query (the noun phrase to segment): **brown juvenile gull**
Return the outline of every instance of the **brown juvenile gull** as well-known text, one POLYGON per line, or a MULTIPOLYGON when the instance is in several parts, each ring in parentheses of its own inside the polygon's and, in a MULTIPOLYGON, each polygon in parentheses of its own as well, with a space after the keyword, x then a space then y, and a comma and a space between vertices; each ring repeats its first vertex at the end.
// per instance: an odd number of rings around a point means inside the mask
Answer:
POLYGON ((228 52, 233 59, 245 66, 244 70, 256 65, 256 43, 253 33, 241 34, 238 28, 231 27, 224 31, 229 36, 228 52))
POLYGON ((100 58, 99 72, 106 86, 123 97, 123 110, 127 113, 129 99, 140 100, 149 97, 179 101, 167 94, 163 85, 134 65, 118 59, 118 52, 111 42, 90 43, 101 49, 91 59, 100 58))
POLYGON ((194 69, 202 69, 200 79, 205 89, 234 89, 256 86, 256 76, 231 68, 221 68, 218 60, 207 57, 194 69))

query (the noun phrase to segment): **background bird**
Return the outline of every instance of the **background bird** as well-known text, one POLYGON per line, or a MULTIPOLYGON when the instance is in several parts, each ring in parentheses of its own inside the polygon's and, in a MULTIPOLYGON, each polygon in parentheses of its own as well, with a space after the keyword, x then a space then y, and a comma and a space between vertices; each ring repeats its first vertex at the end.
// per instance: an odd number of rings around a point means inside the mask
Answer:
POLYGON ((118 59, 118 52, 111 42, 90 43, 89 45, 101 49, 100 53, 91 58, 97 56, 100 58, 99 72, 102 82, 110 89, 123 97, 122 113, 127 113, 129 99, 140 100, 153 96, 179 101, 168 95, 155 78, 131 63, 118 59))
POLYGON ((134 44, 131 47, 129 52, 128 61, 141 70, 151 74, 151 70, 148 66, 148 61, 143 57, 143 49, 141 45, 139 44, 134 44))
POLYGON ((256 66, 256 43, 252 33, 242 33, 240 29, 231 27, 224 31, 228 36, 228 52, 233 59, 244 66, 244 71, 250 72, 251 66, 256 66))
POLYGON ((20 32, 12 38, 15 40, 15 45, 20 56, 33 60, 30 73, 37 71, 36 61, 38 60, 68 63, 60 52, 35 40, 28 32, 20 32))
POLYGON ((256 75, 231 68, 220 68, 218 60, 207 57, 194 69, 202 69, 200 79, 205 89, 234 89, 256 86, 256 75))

▸ **Problem statement**:
Transcribe all entries exactly as they are given.

▸ **Result**:
query (the noun phrase to segment): **brown juvenile gull**
Return the outline of every instance of the **brown juvenile gull** as well-known text, one POLYGON per line, or a MULTIPOLYGON when the instance is in several parts, each ring in parentheses of its own inside the polygon's and, in a MULTIPOLYGON, each polygon in parentheses of its own as well, with a space after the keyword, x then a space then y, and a comma and a space between vertices; each ring repeats its first vertex at the end.
// per instance: an odd number of rings around a point means inside the mask
Answer:
POLYGON ((228 52, 233 59, 245 66, 244 70, 256 65, 256 43, 253 33, 241 34, 238 28, 231 27, 224 31, 229 36, 228 52))
POLYGON ((100 58, 99 72, 106 86, 123 97, 123 110, 127 113, 129 99, 140 100, 149 97, 179 101, 167 94, 163 85, 134 65, 118 59, 118 52, 111 42, 90 43, 101 49, 91 59, 100 58))
POLYGON ((194 69, 202 69, 200 79, 205 89, 234 89, 256 86, 256 76, 231 68, 221 68, 218 60, 207 57, 194 69))

query (the noun phrase to segment): **background bird**
Return the outline of every instance of the **background bird** as well-known text, one POLYGON per line, or a MULTIPOLYGON when the instance is in several parts, each ring in parentheses of its own inside the polygon's and, in a MULTIPOLYGON, each polygon in parentheses of its own as well, with a space after the keyword, x then a space then y, and a comma and a space between vertices; each ring repeats its first vertex at the end.
// per instance: an odd number of rings around a point means inside the mask
Answer:
POLYGON ((118 59, 118 52, 111 42, 90 43, 89 45, 101 49, 100 53, 91 58, 97 56, 100 58, 99 72, 102 82, 110 89, 123 97, 122 113, 127 113, 129 99, 140 100, 153 96, 179 101, 168 95, 155 78, 131 63, 118 59))
POLYGON ((134 44, 131 47, 129 52, 128 61, 141 70, 151 74, 151 70, 148 66, 148 61, 143 57, 143 49, 141 45, 139 44, 134 44))
POLYGON ((256 66, 256 43, 252 33, 242 33, 240 29, 231 27, 224 31, 228 36, 228 52, 233 59, 244 66, 244 71, 250 72, 251 66, 256 66))
POLYGON ((20 32, 12 38, 15 40, 15 45, 20 56, 33 60, 30 73, 37 71, 36 61, 38 60, 68 63, 60 52, 35 40, 28 32, 20 32))
POLYGON ((256 75, 231 68, 220 68, 218 60, 207 57, 194 69, 202 69, 200 79, 205 89, 234 89, 256 86, 256 75))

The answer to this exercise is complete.